▶ **WRITTEN PROBLEM**: Reproduce all of the records below word for word, omitting the pictures.
=======
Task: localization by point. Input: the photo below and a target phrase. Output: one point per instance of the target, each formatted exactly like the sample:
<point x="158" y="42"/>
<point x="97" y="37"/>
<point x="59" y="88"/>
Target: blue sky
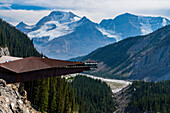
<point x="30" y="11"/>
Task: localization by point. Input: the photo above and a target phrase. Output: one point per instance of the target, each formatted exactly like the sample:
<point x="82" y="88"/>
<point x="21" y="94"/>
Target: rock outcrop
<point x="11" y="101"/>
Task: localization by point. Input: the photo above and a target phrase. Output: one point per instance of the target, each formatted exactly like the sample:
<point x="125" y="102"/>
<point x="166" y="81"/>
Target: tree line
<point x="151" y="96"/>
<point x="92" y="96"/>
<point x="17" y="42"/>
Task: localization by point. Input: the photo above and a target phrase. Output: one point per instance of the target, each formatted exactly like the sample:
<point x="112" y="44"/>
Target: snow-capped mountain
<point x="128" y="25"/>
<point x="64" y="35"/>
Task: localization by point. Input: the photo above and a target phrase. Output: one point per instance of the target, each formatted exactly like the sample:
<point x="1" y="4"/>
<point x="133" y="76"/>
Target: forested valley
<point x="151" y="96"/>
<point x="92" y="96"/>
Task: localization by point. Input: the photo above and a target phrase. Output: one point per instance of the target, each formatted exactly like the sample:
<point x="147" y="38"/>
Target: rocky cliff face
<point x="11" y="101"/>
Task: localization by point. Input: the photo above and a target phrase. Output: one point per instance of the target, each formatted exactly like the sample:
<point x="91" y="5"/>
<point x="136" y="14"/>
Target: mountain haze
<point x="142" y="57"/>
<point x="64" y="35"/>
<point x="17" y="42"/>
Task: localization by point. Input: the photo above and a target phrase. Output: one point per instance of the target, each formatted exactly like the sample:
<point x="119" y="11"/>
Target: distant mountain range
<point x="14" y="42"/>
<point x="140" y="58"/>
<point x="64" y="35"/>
=======
▶ **FULL OUTPUT**:
Task: localization by point. Input: the photo below and a target phrase. Output: one point per instance of the target, each formatted exactly like the sample:
<point x="158" y="42"/>
<point x="97" y="37"/>
<point x="59" y="88"/>
Target: blue sky
<point x="30" y="11"/>
Task: localization by point. Input: the photo above and a target phrase. Output: one point per instance of the target, each formatted exactly like the sample:
<point x="82" y="88"/>
<point x="21" y="94"/>
Target: rock outcrop
<point x="11" y="101"/>
Task: localization by point. Input: the photo above and a target phrase. Output: one point per instance of the target, each formatted exactly like the sample:
<point x="125" y="102"/>
<point x="166" y="81"/>
Target: tree line
<point x="151" y="96"/>
<point x="92" y="96"/>
<point x="17" y="42"/>
Task: localization by point. Input: the photo above and a target phrase. Output: one point per instance of the target, each formatted exactly like the sample:
<point x="112" y="44"/>
Target: snow-capped mountain
<point x="128" y="25"/>
<point x="64" y="35"/>
Task: localization by point. Input: the photo above and a target phrase. Output: one point per instance of the target, each formatted exactly like the sample:
<point x="1" y="4"/>
<point x="133" y="76"/>
Target: forested valley
<point x="151" y="96"/>
<point x="92" y="96"/>
Task: localization by point. Input: the photo above and a target phrase. Output: one point per instance of the target, each formatted exactly like the sample:
<point x="147" y="38"/>
Target: rocky cliff face
<point x="11" y="101"/>
Task: localization by point. Input: the photo above and a target phrase. Output: one point per instance of the target, each formatted exactly like the sample:
<point x="91" y="5"/>
<point x="136" y="14"/>
Target: mountain haze
<point x="142" y="57"/>
<point x="64" y="35"/>
<point x="17" y="42"/>
Task: localization by point. Input: the photo above and a target phrase. Output: one point per instance of the target, each formatted exactly like the sample:
<point x="119" y="11"/>
Target: distant mountain range
<point x="14" y="42"/>
<point x="140" y="58"/>
<point x="64" y="35"/>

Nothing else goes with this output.